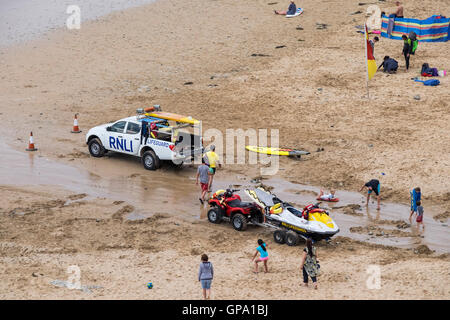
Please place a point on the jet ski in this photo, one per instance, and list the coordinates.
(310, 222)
· · · · ·
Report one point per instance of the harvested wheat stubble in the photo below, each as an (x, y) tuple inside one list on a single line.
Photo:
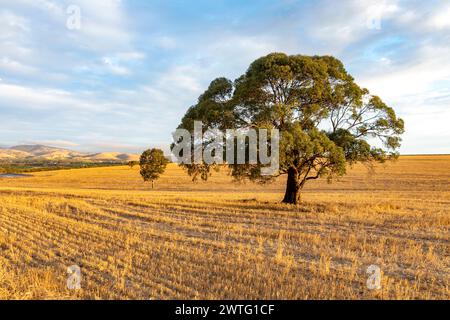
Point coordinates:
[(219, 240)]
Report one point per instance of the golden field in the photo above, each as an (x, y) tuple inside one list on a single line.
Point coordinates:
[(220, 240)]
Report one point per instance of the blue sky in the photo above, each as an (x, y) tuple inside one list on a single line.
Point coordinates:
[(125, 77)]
· · · · ·
Exercise requirements: Which lines of the data contain the string "above"? Copy each of them.

Solved problem:
Report one point per instance of the golden field in the photo above, each as an (x, y) tuple inside one list on a single line.
Report one point per instance of the blue sky in the photo above, each as an (x, y) tuple inside one list on a single line.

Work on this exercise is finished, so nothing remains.